**DOCUMENT SOURCE:**
··········
M. le président. Je suis saisi de deux amendements qui peuvent faire l'objet d'une discussion commune.
Par amendement n° 197, MM. Badinter, Dreyfus-Schmidt et les membres du groupe socialiste et apparentés proposent de rédiger comme suit le dernier alinéa du texte présenté par l'article 2 pour l'article 231-96 du code de procédure pénale :
« La voie de l'opposition est ouverte au condamné qui n'a pas comparu. L'opposition s'exerce dans les cinq jours de la signification de l'arrêt faite à sa personne ou à son domicile. Le tribunal statue sur cette opposition. »
Par amendement n° 26, M. Jean-Marie Girault, au nom de la commission, propose de rédiger comme suit la dernière phrase du dernier alinéa du texte présenté par l'article 2 pour l'article 231-96 du code de procédure pénale : « L'appel est porté devant la chambre des appels correctionnels. »
La parole est à M. Dreyfus-Schmidt, pour défendre l'amendement n° 197.
M. Michel Dreyfus-Schmidt. Je voudrais que M. le garde des sceaux ne nous en veuille pas d'avoir l'outrecuidance de ne pas accepter aveuglément la modification qu'il propose au système actuel.
··········
**SÉRIE D'EXERCICES:**
1) Veuillez recopier le passage du document source commençant par « Par amendement n° 26, M. » et allant jusqu'à « l'amendement n° 197. ».
2) Indiquez si chacune de ces affirmations concorde avec le document source, en répondant par oui ou non et en citant les mots qui tranchent : (a) L'amendement n° 197 fixe un délai de cinq jours pour former opposition. (b) L'amendement n° 26 est présenté par M. Badinter. (c) M. Dreyfus-Schmidt prend la parole pour défendre l'amendement n° 26.
Les lignes suivantes ont une origine distincte du document source.

**DONNÉES AFFICHÉES:**
··········
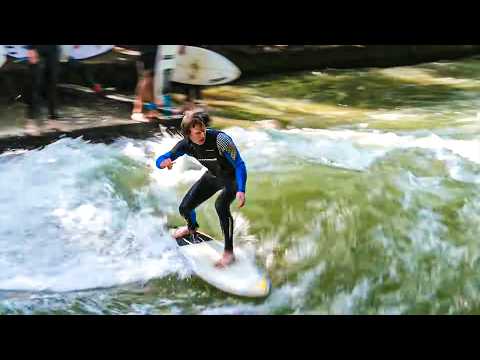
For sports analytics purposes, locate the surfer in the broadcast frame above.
[156,112,247,267]
[131,45,158,121]
[131,45,185,122]
[26,45,60,119]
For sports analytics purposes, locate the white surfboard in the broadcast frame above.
[5,45,113,61]
[154,45,178,99]
[0,45,7,68]
[172,46,241,85]
[176,232,271,297]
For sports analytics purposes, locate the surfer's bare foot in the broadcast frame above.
[215,251,235,268]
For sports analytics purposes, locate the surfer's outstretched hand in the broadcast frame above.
[237,191,245,209]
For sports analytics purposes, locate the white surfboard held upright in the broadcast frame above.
[0,45,7,67]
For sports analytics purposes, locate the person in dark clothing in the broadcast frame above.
[156,112,247,267]
[26,45,60,119]
[131,45,158,122]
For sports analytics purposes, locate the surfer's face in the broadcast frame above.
[189,124,207,145]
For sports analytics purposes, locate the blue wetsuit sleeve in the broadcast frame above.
[155,140,186,169]
[217,133,247,192]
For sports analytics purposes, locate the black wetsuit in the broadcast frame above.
[26,45,60,118]
[156,129,247,251]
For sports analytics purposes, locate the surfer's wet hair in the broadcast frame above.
[181,111,210,137]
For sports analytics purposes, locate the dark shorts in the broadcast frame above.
[140,46,157,74]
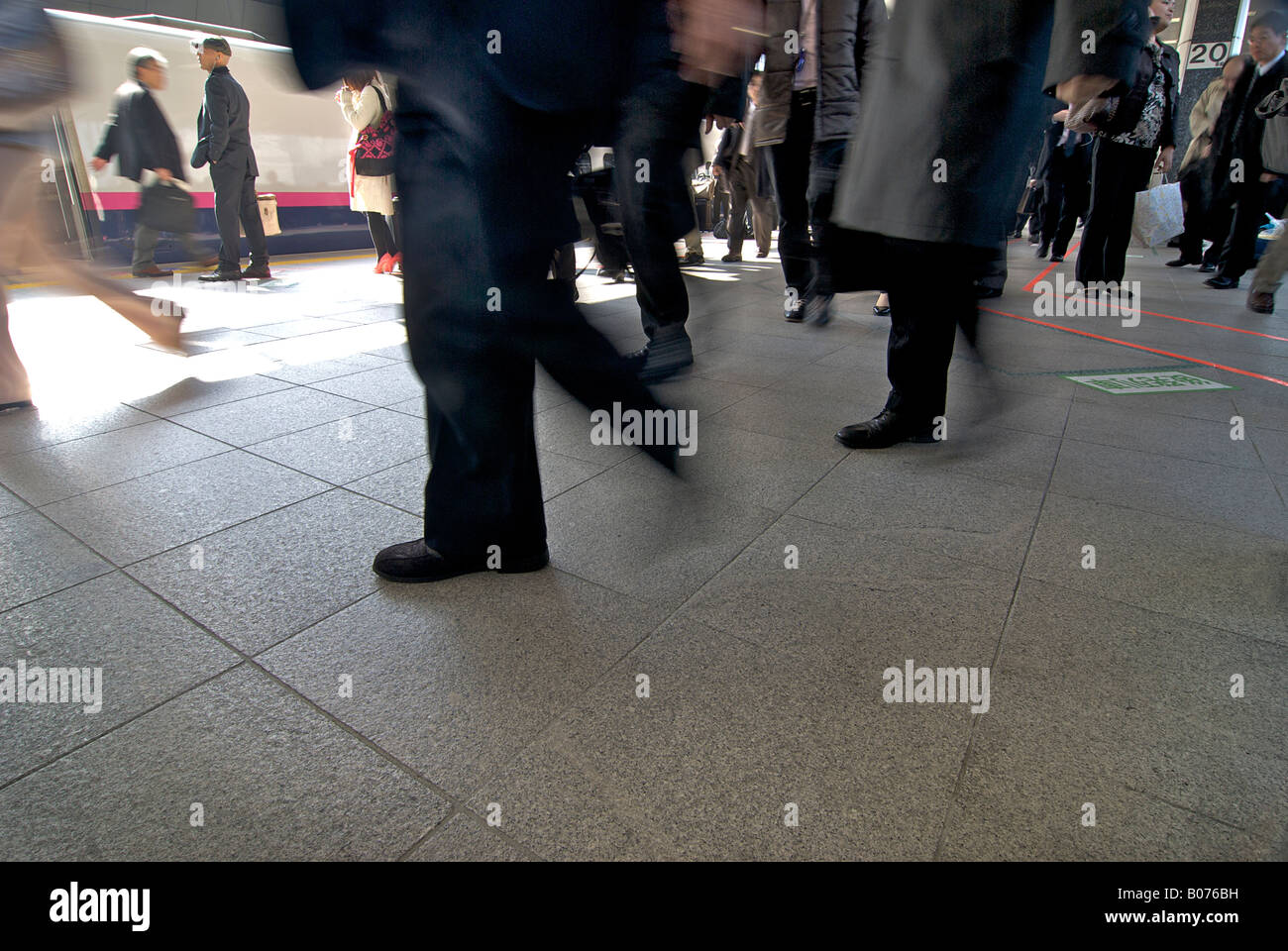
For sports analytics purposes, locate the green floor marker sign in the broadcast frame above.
[1064,370,1235,394]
··········
**LISTE DES CORRIGÉS:**
1)
Par amendement n° 26, M. Jean-Marie Girault, au nom de la commission, propose de rédiger comme suit la dernière phrase du dernier alinéa du texte présenté par l'article 2 pour l'article 231-96 du code de procédure pénale : « L'appel est porté devant la chambre des appels correctionnels. »
La parole est à M. Dreyfus-Schmidt, pour défendre l'amendement n° 197.

2)
(a) Oui : « L'opposition s'exerce dans les cinq jours de la signification de l'arrêt faite à sa personne ou à son domicile. »
(b) Non : « Par amendement n° 26, M. Jean-Marie Girault, au nom de la commission, propose »
(c) Non : « La parole est à M. Dreyfus-Schmidt, pour défendre l'amendement n° 197. »